** DIRECTIVE **
Please report each line in the records below that contains the string "floor", copying every such line in full. Matching is case-sensitive.

** MATERIAL SUPPLIED **
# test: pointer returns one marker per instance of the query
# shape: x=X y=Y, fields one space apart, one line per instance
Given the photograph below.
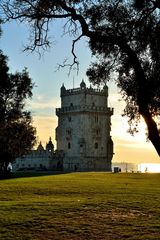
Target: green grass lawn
x=80 y=206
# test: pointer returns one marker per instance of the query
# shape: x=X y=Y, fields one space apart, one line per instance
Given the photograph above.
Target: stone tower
x=83 y=132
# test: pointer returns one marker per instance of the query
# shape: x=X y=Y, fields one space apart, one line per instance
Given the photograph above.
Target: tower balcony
x=77 y=109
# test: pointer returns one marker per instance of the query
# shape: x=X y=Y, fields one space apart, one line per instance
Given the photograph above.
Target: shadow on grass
x=13 y=175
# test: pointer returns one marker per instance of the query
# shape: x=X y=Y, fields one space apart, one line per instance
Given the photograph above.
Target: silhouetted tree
x=17 y=135
x=123 y=35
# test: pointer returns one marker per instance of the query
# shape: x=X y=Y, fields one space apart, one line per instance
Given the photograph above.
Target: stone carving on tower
x=83 y=132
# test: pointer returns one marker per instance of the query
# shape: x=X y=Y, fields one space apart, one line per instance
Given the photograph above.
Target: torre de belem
x=83 y=131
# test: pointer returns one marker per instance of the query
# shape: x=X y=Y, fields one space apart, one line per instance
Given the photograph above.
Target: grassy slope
x=80 y=206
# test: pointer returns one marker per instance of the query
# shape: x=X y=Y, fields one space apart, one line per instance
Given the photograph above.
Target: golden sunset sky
x=46 y=93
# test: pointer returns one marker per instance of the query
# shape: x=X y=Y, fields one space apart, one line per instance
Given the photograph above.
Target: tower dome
x=50 y=146
x=82 y=85
x=40 y=148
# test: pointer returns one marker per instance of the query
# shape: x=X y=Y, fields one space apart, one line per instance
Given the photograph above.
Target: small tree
x=17 y=135
x=122 y=34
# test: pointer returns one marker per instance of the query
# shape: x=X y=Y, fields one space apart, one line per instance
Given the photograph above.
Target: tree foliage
x=123 y=35
x=17 y=133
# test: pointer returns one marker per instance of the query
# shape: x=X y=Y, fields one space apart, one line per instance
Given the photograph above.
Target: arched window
x=69 y=145
x=96 y=145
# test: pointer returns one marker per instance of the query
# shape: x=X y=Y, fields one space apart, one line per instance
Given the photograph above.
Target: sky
x=48 y=80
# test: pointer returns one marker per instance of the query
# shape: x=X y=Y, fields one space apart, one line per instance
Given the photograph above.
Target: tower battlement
x=84 y=89
x=91 y=109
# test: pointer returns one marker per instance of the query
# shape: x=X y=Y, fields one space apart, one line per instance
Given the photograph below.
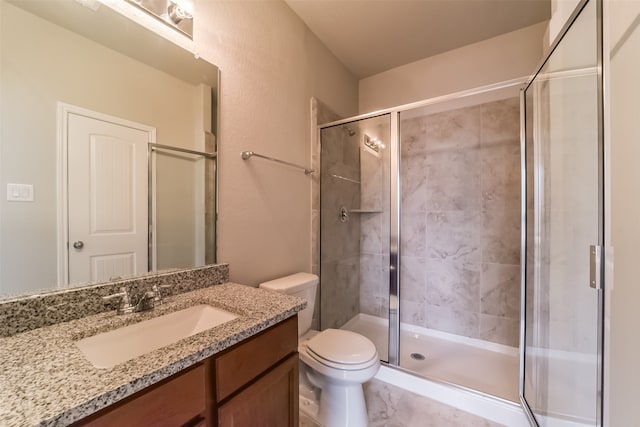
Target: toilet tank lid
x=341 y=346
x=292 y=283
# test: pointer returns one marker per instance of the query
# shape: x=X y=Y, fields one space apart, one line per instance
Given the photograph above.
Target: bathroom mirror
x=145 y=114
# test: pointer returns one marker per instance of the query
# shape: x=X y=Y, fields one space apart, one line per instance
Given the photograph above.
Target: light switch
x=20 y=192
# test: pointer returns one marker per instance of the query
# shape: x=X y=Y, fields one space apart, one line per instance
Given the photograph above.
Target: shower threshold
x=482 y=366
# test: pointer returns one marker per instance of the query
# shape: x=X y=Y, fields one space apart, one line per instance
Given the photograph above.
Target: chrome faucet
x=146 y=302
x=125 y=302
x=158 y=299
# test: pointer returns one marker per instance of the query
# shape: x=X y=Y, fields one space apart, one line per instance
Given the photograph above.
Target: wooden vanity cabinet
x=252 y=384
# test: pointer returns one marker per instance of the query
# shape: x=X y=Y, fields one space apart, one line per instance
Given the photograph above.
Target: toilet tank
x=302 y=285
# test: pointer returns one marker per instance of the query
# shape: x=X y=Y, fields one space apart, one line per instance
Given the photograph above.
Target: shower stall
x=420 y=236
x=463 y=234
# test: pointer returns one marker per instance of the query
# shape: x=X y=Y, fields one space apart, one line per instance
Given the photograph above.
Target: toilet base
x=342 y=406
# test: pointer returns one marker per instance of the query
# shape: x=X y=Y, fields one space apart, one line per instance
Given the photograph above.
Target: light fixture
x=178 y=14
x=179 y=10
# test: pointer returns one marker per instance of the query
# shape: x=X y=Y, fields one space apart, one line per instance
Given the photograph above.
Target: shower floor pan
x=482 y=366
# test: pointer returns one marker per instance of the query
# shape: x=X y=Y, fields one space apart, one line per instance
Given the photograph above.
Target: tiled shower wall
x=460 y=177
x=339 y=241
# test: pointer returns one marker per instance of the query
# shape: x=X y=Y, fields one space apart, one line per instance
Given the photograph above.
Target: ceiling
x=371 y=36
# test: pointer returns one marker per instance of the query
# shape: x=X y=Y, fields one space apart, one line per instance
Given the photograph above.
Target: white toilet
x=335 y=361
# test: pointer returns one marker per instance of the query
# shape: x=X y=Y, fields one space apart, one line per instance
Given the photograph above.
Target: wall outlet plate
x=20 y=192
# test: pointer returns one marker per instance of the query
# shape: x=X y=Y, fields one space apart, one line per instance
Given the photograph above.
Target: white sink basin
x=110 y=348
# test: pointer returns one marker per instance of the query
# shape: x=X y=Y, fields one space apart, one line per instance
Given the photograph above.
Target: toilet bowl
x=334 y=362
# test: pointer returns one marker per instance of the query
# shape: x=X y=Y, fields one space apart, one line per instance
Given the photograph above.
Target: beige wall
x=271 y=65
x=561 y=10
x=501 y=58
x=624 y=296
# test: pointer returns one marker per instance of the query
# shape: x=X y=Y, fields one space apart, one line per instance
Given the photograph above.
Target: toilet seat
x=340 y=349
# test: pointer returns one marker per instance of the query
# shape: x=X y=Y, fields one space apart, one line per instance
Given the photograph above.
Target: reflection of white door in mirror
x=107 y=184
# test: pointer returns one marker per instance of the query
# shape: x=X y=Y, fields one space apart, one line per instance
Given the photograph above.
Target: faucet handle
x=125 y=302
x=158 y=299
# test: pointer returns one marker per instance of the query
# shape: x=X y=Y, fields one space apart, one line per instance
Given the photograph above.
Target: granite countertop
x=45 y=379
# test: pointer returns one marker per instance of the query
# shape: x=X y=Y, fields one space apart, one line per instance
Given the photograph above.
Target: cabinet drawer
x=270 y=401
x=171 y=403
x=243 y=363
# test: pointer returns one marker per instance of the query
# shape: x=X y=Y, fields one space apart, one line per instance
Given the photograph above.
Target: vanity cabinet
x=253 y=383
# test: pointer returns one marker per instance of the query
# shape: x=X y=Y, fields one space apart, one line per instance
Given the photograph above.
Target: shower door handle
x=595 y=266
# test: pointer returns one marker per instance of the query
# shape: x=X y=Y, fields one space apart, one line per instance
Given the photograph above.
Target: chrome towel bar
x=247 y=154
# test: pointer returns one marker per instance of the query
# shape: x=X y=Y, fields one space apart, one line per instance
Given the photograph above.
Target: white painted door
x=107 y=199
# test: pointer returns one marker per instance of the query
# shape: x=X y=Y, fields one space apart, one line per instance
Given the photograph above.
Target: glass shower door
x=563 y=157
x=354 y=228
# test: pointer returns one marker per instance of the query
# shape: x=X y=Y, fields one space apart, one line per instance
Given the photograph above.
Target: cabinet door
x=176 y=402
x=271 y=401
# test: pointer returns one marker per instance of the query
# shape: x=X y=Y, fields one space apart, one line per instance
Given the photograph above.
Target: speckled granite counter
x=45 y=380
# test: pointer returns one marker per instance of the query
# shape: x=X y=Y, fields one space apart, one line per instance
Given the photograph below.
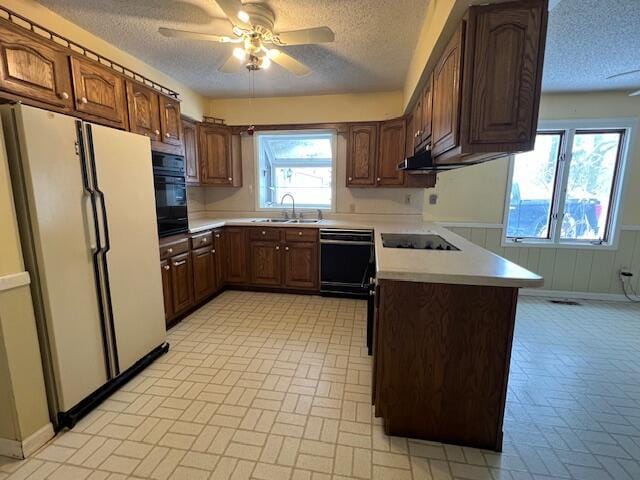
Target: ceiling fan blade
x=288 y=62
x=231 y=8
x=307 y=36
x=232 y=65
x=623 y=74
x=173 y=33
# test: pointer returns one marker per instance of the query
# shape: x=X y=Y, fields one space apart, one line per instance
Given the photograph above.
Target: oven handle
x=345 y=242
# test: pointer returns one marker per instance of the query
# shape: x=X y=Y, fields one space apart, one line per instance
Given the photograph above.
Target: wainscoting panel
x=567 y=269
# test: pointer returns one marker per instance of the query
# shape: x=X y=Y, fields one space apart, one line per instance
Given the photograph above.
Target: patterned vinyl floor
x=270 y=386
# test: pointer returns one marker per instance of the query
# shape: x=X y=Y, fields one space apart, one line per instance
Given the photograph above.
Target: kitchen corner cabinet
x=192 y=164
x=219 y=154
x=99 y=92
x=485 y=87
x=30 y=69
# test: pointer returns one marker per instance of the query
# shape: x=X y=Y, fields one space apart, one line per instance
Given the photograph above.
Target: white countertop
x=471 y=265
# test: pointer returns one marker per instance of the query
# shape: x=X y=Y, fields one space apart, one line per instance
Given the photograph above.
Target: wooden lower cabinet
x=301 y=265
x=204 y=272
x=266 y=263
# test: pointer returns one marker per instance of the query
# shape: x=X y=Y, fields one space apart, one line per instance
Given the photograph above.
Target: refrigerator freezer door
x=57 y=234
x=124 y=175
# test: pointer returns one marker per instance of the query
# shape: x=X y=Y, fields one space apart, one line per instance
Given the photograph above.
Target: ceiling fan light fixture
x=239 y=53
x=243 y=16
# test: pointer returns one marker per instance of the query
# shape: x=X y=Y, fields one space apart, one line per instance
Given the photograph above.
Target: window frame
x=299 y=208
x=627 y=128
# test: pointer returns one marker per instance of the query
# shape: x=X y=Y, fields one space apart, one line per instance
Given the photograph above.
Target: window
x=567 y=190
x=300 y=164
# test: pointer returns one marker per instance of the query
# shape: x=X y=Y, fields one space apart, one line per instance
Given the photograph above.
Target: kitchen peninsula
x=443 y=328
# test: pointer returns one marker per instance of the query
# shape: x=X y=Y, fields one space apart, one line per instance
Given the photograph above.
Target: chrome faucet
x=293 y=209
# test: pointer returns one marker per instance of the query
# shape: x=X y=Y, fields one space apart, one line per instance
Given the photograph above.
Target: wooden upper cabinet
x=426 y=114
x=362 y=143
x=391 y=152
x=504 y=65
x=144 y=110
x=219 y=155
x=446 y=95
x=34 y=70
x=170 y=121
x=192 y=165
x=99 y=92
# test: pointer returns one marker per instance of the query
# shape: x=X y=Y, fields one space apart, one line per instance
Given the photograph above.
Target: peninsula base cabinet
x=448 y=382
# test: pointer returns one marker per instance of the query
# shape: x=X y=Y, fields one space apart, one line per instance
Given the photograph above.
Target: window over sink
x=567 y=191
x=299 y=163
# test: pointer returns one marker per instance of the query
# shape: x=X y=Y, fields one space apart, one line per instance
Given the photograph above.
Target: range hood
x=422 y=162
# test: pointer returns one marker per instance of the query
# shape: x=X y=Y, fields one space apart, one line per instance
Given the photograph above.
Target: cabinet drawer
x=174 y=247
x=301 y=234
x=201 y=240
x=265 y=234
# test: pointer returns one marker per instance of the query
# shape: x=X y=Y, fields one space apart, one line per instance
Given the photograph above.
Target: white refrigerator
x=86 y=214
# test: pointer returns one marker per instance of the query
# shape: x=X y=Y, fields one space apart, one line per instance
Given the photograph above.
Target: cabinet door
x=182 y=282
x=505 y=55
x=144 y=110
x=301 y=265
x=266 y=263
x=192 y=170
x=391 y=152
x=362 y=145
x=427 y=107
x=417 y=123
x=167 y=289
x=204 y=272
x=219 y=256
x=99 y=91
x=235 y=251
x=170 y=121
x=215 y=155
x=446 y=96
x=32 y=69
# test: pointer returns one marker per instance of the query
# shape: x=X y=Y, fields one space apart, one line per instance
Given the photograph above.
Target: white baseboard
x=610 y=297
x=31 y=444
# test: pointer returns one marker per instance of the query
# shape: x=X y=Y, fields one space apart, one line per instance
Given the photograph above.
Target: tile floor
x=270 y=386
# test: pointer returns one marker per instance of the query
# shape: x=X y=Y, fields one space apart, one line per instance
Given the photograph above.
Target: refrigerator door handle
x=109 y=324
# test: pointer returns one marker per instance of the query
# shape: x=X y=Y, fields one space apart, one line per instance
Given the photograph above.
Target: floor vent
x=564 y=302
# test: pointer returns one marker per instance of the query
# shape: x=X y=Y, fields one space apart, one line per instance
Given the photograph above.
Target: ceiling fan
x=622 y=74
x=258 y=44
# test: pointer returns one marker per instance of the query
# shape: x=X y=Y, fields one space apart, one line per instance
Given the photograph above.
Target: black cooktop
x=417 y=242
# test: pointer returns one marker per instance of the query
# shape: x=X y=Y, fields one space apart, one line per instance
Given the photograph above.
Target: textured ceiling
x=374 y=42
x=589 y=40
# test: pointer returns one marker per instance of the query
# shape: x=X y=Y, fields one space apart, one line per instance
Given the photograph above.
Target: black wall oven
x=171 y=194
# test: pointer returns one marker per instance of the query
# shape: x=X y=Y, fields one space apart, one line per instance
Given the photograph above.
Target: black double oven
x=171 y=194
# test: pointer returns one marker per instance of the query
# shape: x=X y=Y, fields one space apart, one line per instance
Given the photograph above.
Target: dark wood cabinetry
x=192 y=164
x=236 y=270
x=99 y=92
x=219 y=156
x=144 y=111
x=362 y=144
x=446 y=96
x=391 y=152
x=29 y=68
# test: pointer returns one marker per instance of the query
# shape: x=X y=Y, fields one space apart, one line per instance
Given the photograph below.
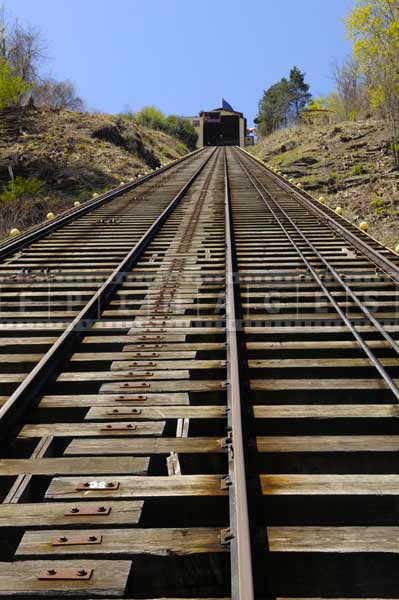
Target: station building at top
x=221 y=127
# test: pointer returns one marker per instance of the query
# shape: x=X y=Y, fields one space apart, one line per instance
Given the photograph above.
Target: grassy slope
x=349 y=163
x=74 y=155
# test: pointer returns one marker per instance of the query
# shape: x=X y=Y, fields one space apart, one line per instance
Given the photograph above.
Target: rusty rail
x=239 y=534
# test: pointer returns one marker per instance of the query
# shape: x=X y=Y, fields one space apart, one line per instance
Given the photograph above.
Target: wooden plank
x=58 y=514
x=145 y=446
x=135 y=374
x=109 y=578
x=90 y=429
x=312 y=363
x=118 y=412
x=170 y=347
x=331 y=443
x=128 y=542
x=137 y=487
x=139 y=399
x=155 y=365
x=139 y=355
x=333 y=539
x=74 y=466
x=326 y=411
x=199 y=385
x=352 y=484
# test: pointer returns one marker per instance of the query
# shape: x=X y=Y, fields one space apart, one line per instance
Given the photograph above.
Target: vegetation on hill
x=60 y=156
x=350 y=163
x=180 y=128
x=351 y=154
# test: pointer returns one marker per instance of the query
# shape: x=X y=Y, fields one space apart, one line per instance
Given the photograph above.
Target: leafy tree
x=12 y=87
x=373 y=26
x=299 y=90
x=57 y=94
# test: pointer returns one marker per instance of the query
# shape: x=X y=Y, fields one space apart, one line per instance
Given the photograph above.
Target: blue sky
x=183 y=55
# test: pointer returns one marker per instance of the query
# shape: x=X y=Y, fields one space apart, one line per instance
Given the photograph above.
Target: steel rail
x=240 y=544
x=8 y=247
x=30 y=388
x=383 y=263
x=375 y=361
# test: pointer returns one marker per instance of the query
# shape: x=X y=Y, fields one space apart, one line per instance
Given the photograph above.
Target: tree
x=12 y=87
x=373 y=26
x=351 y=89
x=57 y=94
x=25 y=51
x=299 y=90
x=282 y=103
x=274 y=107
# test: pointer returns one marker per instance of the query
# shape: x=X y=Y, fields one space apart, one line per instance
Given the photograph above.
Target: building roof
x=234 y=112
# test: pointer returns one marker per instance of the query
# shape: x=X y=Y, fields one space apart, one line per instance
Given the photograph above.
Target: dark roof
x=234 y=112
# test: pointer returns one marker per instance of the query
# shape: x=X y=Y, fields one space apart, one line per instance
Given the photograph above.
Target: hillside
x=73 y=155
x=348 y=163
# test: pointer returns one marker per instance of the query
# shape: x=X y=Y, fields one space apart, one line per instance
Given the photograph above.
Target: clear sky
x=183 y=55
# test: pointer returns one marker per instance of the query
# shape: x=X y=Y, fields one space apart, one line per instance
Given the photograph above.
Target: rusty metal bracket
x=119 y=427
x=226 y=442
x=129 y=411
x=77 y=540
x=140 y=398
x=226 y=536
x=141 y=374
x=142 y=364
x=226 y=482
x=68 y=574
x=136 y=385
x=102 y=510
x=98 y=485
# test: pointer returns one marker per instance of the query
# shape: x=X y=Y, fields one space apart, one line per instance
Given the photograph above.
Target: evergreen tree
x=274 y=107
x=283 y=102
x=299 y=90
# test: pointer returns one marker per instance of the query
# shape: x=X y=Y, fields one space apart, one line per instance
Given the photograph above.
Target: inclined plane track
x=199 y=387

** THE SOLUTION **
Target: shower floor pan
Target: patterned vinyl floor
Target: tile floor
Target: floor vent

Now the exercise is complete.